[Soal Singkat 1] Kutip bagian teks tentang pameran foto Andry Sola mulai dari "Yang berubah hanyalah" sampai dengan "mencapai titik penuh.".

[Teks Bacaan]

Gagasan Kecil di Balik People Power, Pameran Foto Andry Sola

Kami duduk di kamar berukuran 1.5×3 m di sebelah selatan keramaian jalan. Tidak ada yang berubah dari situasi kamar itu: galon, tiga buah gelas, sendok yang baru dibeli, sebuah komputer bekas, kipas angin, toilet dan kamar mandi yang sedikit pengap akibat sisa kotoran yang tersumbat.

Yang berubah hanyalah tumpukan pakaian yang makin tinggi. Barangkali telah seminggu tak masuk mesin cuci. Andry memainkan sebuah laptop pemberian saudarinya dari Italia, sedang saya menikmati lelucon satir Abdur di akun youtube.  

Jeda di antara kamar sempit bermula percakapan ketika ia melontarkan pendapat tentang bagaimana caranya bertahan hidup sambil tetap fokus pada hobi. Hobi itu tidak sekedar alat hiburan atau pengisi rasa lapar. Ia merasa hobi perlu menjadi ide yang tetap hidup, segar; menjadi media produksi pengetahuan dan pada akhirnya hadir sebagai suara perlawanan terhadap berbagai sistem dan mekanisme hidup yang barangkali jauh dari harapan. Ide itu adalah dialektika kehidupan yang tak mencapai titik penuh.

Kami merencanakan sebuah perjalanan singkat. Perjalanan itu akan sampai di beberapa titik singgah yang kami anggap cukup untuk belajar dan bertahan hidup. 

Meski pada akhirnya rancangan perjalanan singkat tersebut tercapai, kami mesti menjalankannya dengan bentuk yang berbeda. Salah satu sekolah menengah atas yang giat dalam aktivitas kesenian di Maumere mengundang kami untuk terlibat dalam produksi teater di Bandung. Di sepanjang jalan-jalan di Bandung, Jakarta, dan Yogyakarta-lah, ide awal di sebuah kamar kecil itu mendapat apinya.

[Soal Singkat 2] Tulis ulang catatan dari awal sampai dengan baris yang memuat "299], [0, 313]]" beserta permintaannya, hanya bagian itu saja, dan geser setiap koordinat dalam jawaban dengan menambahkan 102 pada tiap angkanya. Gambarnya tidak perlu dicantumkan.

[Isi Data]

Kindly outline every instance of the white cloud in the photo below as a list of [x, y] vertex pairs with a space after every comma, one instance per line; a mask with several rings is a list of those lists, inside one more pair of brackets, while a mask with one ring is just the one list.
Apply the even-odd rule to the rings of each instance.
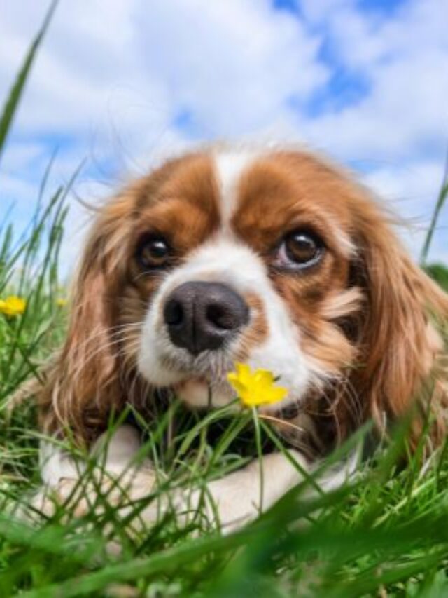
[[[99, 168], [88, 168], [85, 182], [119, 184], [192, 138], [260, 135], [368, 161], [366, 180], [400, 198], [398, 212], [427, 222], [448, 130], [444, 0], [408, 0], [382, 14], [360, 11], [354, 0], [302, 0], [300, 7], [304, 19], [268, 0], [61, 3], [0, 165], [0, 202], [15, 181], [19, 212], [26, 211], [27, 185], [39, 180], [55, 139], [57, 180], [87, 158]], [[34, 0], [2, 6], [0, 97], [42, 17]], [[332, 74], [318, 57], [324, 39], [334, 62], [361, 74], [369, 90], [358, 103], [311, 118], [300, 107]], [[176, 125], [182, 114], [190, 128]], [[83, 197], [99, 192], [78, 188]], [[71, 222], [80, 222], [80, 210]]]

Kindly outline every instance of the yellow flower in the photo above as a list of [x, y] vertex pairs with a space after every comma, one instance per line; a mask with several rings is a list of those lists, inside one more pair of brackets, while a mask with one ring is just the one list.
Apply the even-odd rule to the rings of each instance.
[[255, 369], [253, 372], [245, 363], [236, 363], [235, 367], [236, 372], [230, 372], [227, 378], [245, 405], [276, 403], [288, 394], [286, 388], [274, 386], [274, 374], [268, 369]]
[[5, 315], [20, 315], [25, 311], [27, 301], [15, 295], [10, 295], [5, 299], [0, 299], [0, 313]]

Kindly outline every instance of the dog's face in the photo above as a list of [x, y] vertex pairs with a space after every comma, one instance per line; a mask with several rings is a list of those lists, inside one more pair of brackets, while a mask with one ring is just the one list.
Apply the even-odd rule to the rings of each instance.
[[227, 372], [244, 362], [272, 370], [285, 400], [300, 402], [342, 371], [351, 346], [328, 313], [355, 247], [337, 184], [287, 154], [167, 167], [140, 198], [123, 294], [143, 322], [136, 361], [148, 382], [191, 405], [221, 405], [234, 397]]
[[99, 215], [53, 409], [98, 418], [147, 386], [222, 405], [244, 362], [278, 376], [284, 403], [323, 402], [349, 429], [402, 412], [431, 369], [426, 304], [447, 299], [337, 170], [304, 152], [190, 154]]

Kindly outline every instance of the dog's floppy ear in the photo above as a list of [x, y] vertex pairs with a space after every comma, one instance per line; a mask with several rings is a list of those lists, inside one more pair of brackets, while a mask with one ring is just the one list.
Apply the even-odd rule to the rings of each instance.
[[48, 431], [66, 427], [75, 436], [89, 440], [89, 430], [97, 434], [111, 409], [124, 400], [114, 327], [132, 201], [131, 194], [124, 194], [96, 216], [74, 283], [66, 339], [40, 397]]
[[448, 297], [414, 264], [379, 209], [370, 200], [358, 205], [355, 224], [358, 255], [356, 283], [366, 310], [360, 334], [360, 365], [354, 374], [366, 416], [380, 426], [405, 414], [414, 400], [421, 409], [412, 426], [415, 443], [423, 412], [435, 414], [433, 432], [443, 433], [439, 415], [447, 401], [444, 347], [437, 320], [448, 318]]

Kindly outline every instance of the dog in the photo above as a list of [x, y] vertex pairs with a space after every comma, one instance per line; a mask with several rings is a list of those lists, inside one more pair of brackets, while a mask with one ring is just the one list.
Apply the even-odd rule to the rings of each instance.
[[[437, 444], [448, 297], [393, 226], [351, 175], [305, 149], [216, 145], [167, 161], [98, 210], [38, 393], [43, 430], [94, 451], [111, 413], [160, 389], [191, 409], [227, 405], [239, 362], [273, 372], [288, 395], [260, 411], [300, 430], [289, 439], [299, 468], [281, 451], [263, 459], [263, 508], [369, 420], [382, 433], [412, 408], [414, 446], [429, 409]], [[118, 428], [108, 470], [122, 473], [139, 444]], [[63, 496], [79, 466], [50, 442], [41, 452], [43, 482]], [[259, 514], [258, 465], [209, 483], [223, 529]], [[155, 480], [146, 460], [129, 491]]]

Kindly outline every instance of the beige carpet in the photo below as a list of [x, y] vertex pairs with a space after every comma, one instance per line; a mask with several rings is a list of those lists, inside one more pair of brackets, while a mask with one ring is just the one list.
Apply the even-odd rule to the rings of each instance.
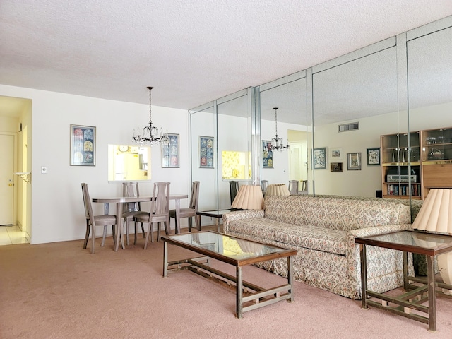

[Hasil Tugas 1]
Yang berubah hanyalah tumpukan pakaian yang makin tinggi. Barangkali telah seminggu tak masuk mesin cuci. Andry memainkan sebuah laptop pemberian saudarinya dari Italia, sedang saya menikmati lelucon satir Abdur di akun youtube.  

Jeda di antara kamar sempit bermula percakapan ketika ia melontarkan pendapat tentang bagaimana caranya bertahan hidup sambil tetap fokus pada hobi. Hobi itu tidak sekedar alat hiburan atau pengisi rasa lapar. Ia merasa hobi perlu menjadi ide yang tetap hidup, segar; menjadi media produksi pengetahuan dan pada akhirnya hadir sebagai suara perlawanan terhadap berbagai sistem dan mekanisme hidup yang barangkali jauh dari harapan. Ide itu adalah dialektika kehidupan yang tak mencapai titik penuh.

[Hasil Tugas 2]
Kindly outline every instance of the white cloud in the photo below as a list of [x, y] vertex pairs with a space after every comma, one instance per line; a mask with several rings is a list of those lists, inside one more pair of brackets, while a mask with one ring is just the one list.
Apply the even-odd rule to the rings of each instance.
[[[201, 270], [190, 270], [187, 284], [221, 286], [294, 240], [362, 237], [470, 263], [468, 282], [502, 300], [500, 314], [529, 324], [550, 232], [546, 102], [510, 102], [484, 116], [462, 113], [456, 102], [404, 102], [402, 109], [406, 121], [370, 102], [163, 105], [102, 267], [102, 304], [117, 283], [121, 314], [128, 313], [129, 287], [141, 282], [157, 241], [159, 282], [189, 260]], [[136, 102], [104, 108], [102, 199], [144, 119]], [[434, 176], [420, 159], [426, 141], [436, 164], [463, 176], [471, 192], [460, 205], [413, 220], [402, 209]], [[278, 227], [284, 216], [292, 230]], [[185, 299], [201, 294], [180, 290]], [[173, 324], [182, 324], [182, 312]]]

Kindly outline every instance of the yellow flower in the photo above as a list of [x, y] vertex pairs with a space after every comma, one instance per line; a mask with several rings is a list of those lists, inside one more pair of brackets, while a mask with one ring is just the one list.
Apply the even-odd rule to the rings of each instance.
[[357, 471], [355, 474], [347, 465], [338, 465], [337, 469], [338, 474], [332, 474], [329, 480], [347, 507], [378, 505], [390, 496], [388, 490], [376, 488], [376, 476], [370, 471]]
[[107, 417], [122, 417], [127, 413], [129, 403], [117, 397], [112, 397], [107, 401], [102, 401], [102, 415]]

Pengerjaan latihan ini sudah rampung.